→ **Challenge**:
Format the data below as a Markdown table with two columns, Row and Line. Give each nonblank line its own row, numbered in order.

→ **Input rows**:
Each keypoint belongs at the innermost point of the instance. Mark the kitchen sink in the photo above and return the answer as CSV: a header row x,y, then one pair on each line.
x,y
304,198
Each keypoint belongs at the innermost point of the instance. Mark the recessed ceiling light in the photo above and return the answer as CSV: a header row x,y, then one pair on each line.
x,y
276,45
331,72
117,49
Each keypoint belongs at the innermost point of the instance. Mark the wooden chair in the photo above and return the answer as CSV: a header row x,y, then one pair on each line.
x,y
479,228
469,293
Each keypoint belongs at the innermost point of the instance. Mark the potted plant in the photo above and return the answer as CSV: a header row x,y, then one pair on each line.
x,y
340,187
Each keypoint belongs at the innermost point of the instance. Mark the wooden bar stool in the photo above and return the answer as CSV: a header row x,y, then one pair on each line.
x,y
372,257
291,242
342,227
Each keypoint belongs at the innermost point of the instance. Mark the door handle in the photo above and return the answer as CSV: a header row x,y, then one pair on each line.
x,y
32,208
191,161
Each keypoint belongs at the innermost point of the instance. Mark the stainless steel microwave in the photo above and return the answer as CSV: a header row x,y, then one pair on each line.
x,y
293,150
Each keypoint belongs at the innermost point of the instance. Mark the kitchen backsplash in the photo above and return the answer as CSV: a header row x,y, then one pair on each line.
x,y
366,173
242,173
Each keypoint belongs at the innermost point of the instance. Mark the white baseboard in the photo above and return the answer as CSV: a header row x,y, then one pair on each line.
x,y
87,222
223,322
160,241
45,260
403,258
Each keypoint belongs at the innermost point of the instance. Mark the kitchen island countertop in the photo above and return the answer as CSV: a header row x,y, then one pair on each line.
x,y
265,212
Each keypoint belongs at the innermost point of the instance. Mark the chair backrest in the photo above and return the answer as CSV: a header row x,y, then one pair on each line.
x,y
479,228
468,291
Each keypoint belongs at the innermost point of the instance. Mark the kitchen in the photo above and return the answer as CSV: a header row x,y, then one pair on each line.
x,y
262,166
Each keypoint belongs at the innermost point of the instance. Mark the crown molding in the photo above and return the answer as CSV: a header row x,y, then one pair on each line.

→ **Result for this exercise**:
| Row | Line |
|---|---|
| 1 | Each keypoint belongs at the innermost point of the instance. Mark the kitchen sink in the photo above and return the answer as CSV: a header row x,y, then one pair on each line. |
| 2 | x,y |
| 3 | 304,198 |
| 4 | Each keypoint belongs at the innermost point of the instance. Mark the recessed ceiling light in the photo above and return the answer as CSV: a header row x,y, then one pair on each line. |
| 5 | x,y |
| 6 | 276,45 |
| 7 | 331,72 |
| 8 | 117,49 |
| 9 | Each keypoint belongs at the innermost point of the instance. Mark the wooden chair in the photo above and return the answer as CSV: a header row x,y, then one pair on each line. |
| 10 | x,y |
| 11 | 479,228 |
| 12 | 469,293 |
| 13 | Each keypoint belongs at the innermost point of the instance. Mark the potted plant in the photo above and return the answer as CSV: a header row x,y, then one pair on each line. |
| 14 | x,y |
| 15 | 340,187 |
| 16 | Each keypoint belongs at the innermost point of the instance. Mark the wooden bar stool in the photo above and return the answer as CSV: a header row x,y, then one pair on each line. |
| 17 | x,y |
| 18 | 372,257 |
| 19 | 291,242 |
| 20 | 342,227 |
| 21 | Each keypoint belongs at the innermost point of the instance. Mark the door handle in the photo above and return the answer as CSV: a header row x,y, then one pair on each line. |
| 22 | x,y |
| 23 | 32,208 |
| 24 | 191,161 |
| 25 | Each keypoint belongs at the innermost point of the instance. Mark the stainless steel microwave in the photo above and return the answer as CSV: a header row x,y, then one pair on each line. |
| 26 | x,y |
| 27 | 293,150 |
| 28 | Each keypoint belongs at the innermost point of the instance. Mark the kitchen backsplash in the photo above and return the answer as CSV: a header row x,y, then one pair on each line. |
| 29 | x,y |
| 30 | 366,173 |
| 31 | 242,173 |
| 32 | Each keypoint belongs at the innermost point of the instance. Mark the white baseboard in the photo above and return the answer as CSV: a header row x,y, then one pair on each line. |
| 33 | x,y |
| 34 | 87,222 |
| 35 | 223,322 |
| 36 | 160,241 |
| 37 | 45,260 |
| 38 | 403,258 |
| 39 | Each keypoint belongs at the innermost point of the instance. Mark the kitchen island countertop in the photo above and return the answer as CSV: a header row x,y, then one pair on each line. |
| 40 | x,y |
| 41 | 265,212 |
| 42 | Each keypoint belongs at the innermost point of the instance. Mark the chair backrest in the photo above and return the answer as CSV: a header row x,y, then one pair on each line. |
| 43 | x,y |
| 44 | 479,228 |
| 45 | 468,291 |
| 46 | Each keypoint belongs at the innermost point of the instance. Mark the kitchen in the photo above and return the answer as CSV: a header row x,y, then one pair on each line. |
| 47 | x,y |
| 48 | 262,166 |
| 49 | Each keypoint belongs at the innermost point of the instance. Mark the crown molding in the photo above and return the answer as CSV: a header row x,y, then one pair on each line. |